**Set task**
Copy the material below word for word, starting at the line that contains "Tag the white background" and continuing through the end of the material.

**Given data**
▽

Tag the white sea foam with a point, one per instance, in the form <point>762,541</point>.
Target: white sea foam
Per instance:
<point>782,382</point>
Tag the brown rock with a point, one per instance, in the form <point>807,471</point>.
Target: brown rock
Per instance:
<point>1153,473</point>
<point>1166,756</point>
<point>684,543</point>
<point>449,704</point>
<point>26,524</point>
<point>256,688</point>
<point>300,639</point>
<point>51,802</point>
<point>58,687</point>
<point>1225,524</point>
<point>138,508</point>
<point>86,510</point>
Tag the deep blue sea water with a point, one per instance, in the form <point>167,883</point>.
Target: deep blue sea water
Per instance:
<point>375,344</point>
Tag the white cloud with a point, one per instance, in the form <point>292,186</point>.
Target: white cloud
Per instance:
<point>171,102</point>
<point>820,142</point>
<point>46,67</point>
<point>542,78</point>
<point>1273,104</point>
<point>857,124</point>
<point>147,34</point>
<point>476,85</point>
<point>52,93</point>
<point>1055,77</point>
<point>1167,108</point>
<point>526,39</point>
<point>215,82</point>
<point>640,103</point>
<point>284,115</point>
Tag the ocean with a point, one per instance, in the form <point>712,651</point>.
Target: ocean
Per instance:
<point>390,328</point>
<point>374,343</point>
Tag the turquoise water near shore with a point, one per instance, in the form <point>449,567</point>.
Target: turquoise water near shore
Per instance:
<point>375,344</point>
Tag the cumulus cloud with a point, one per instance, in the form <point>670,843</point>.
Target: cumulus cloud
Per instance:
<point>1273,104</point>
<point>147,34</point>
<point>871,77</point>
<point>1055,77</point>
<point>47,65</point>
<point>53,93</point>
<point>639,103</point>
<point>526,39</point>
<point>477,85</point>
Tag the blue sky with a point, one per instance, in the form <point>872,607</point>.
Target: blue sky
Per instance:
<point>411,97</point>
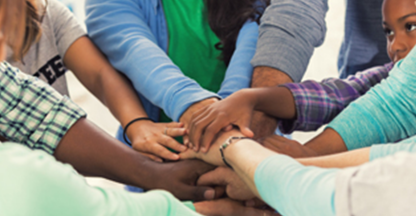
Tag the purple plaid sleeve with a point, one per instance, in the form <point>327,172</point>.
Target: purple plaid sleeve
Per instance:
<point>317,103</point>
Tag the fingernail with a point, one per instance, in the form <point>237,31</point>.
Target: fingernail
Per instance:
<point>209,194</point>
<point>250,203</point>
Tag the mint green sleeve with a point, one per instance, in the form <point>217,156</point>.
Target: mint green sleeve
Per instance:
<point>294,189</point>
<point>386,113</point>
<point>380,151</point>
<point>36,184</point>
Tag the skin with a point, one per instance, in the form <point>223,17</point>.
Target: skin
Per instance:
<point>117,162</point>
<point>399,23</point>
<point>95,72</point>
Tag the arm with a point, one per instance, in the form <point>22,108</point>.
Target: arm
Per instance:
<point>239,71</point>
<point>288,34</point>
<point>36,115</point>
<point>384,114</point>
<point>96,73</point>
<point>119,28</point>
<point>65,192</point>
<point>280,181</point>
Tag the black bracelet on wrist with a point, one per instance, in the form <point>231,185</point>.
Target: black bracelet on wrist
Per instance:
<point>131,122</point>
<point>225,145</point>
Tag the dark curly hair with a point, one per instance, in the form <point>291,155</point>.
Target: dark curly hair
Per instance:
<point>227,17</point>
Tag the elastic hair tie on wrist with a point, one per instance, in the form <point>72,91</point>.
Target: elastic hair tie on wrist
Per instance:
<point>226,144</point>
<point>131,122</point>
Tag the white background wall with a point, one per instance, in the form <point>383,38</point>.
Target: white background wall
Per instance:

△

**The answer**
Tag the white background wall with a point, one per instance, in the form <point>383,38</point>.
Target: white background wall
Per instance:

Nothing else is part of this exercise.